** Exercise material follows **

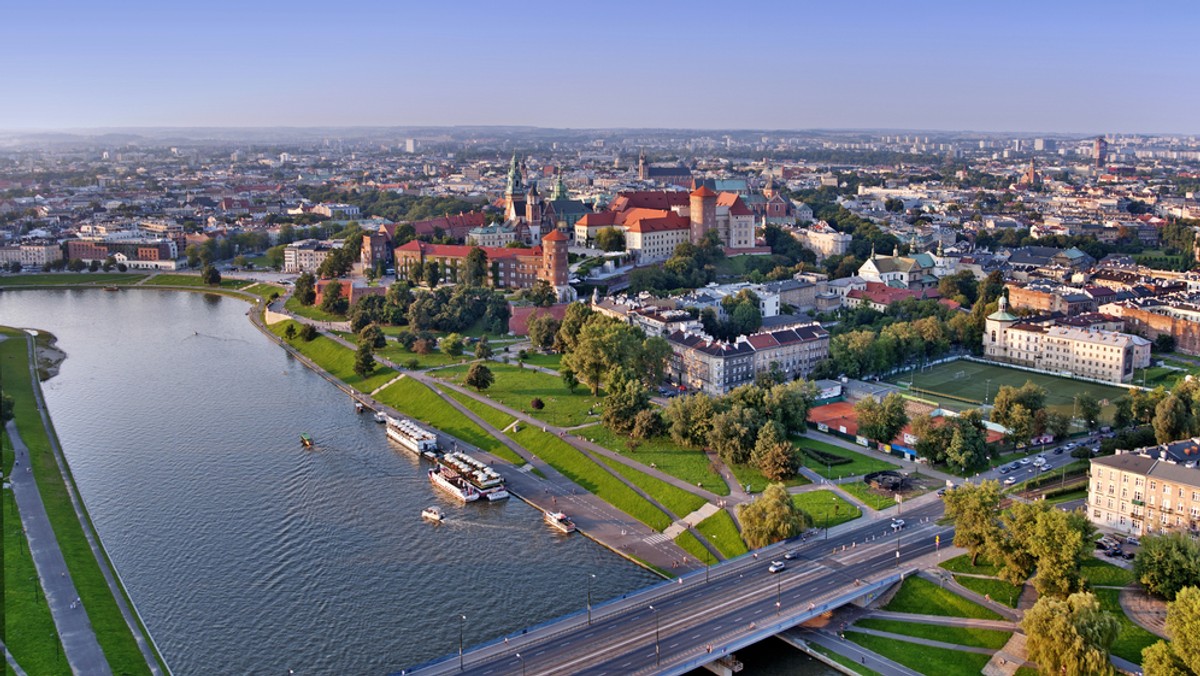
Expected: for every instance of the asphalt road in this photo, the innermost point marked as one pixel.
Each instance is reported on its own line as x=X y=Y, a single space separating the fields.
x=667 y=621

** End of Exercise material **
** Exercise material follows **

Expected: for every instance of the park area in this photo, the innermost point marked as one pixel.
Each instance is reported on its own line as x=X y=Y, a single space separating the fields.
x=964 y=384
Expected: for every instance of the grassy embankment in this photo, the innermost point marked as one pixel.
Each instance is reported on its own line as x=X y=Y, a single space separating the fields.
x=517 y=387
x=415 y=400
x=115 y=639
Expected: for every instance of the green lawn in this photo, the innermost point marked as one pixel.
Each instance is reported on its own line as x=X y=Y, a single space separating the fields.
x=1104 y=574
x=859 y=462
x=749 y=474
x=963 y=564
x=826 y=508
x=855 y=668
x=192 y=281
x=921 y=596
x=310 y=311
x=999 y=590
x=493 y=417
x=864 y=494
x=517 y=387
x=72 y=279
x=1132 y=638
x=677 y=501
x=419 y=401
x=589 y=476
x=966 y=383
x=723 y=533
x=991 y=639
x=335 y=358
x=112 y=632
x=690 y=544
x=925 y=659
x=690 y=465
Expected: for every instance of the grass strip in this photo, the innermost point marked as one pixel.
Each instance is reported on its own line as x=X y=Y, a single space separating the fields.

** End of Exercise material **
** Exercise material follows **

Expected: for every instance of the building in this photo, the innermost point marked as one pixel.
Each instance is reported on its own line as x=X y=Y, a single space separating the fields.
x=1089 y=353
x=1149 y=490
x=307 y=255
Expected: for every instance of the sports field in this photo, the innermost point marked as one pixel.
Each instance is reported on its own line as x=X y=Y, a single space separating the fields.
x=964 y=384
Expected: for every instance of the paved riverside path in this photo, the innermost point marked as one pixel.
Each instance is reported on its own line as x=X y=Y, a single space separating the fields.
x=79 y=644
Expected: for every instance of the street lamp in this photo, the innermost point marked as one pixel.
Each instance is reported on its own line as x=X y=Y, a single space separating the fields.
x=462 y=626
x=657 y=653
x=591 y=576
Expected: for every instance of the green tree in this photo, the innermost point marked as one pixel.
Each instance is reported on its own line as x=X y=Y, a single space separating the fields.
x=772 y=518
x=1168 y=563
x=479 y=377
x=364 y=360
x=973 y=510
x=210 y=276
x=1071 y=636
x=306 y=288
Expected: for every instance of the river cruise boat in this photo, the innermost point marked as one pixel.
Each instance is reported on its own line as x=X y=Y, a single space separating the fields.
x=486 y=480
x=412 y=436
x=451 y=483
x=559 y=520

** End of Exercise material **

[What the exercise asks]:
Look above for the line holding "Expected: for every instance of the park", then set down exactly that line and every line after it up to and including the line holding "Expected: for every instance of the green lawn", with nothing else.

[Solution to this task]:
Expected: for every instance of the park area in this photo, the innermost point marked as one pixel.
Each instance is reported on its own line as x=X y=Y, a single space separating the fields.
x=964 y=384
Expected: for every instance of the grassy embankment in this photo, the innermost point marked as one pixel.
Each instance is reported on its own line as x=X y=Y, a single space separating the fields.
x=517 y=387
x=415 y=400
x=115 y=639
Expected: for every instance of the green lawn in this photo, the innermost point marked as one pixel.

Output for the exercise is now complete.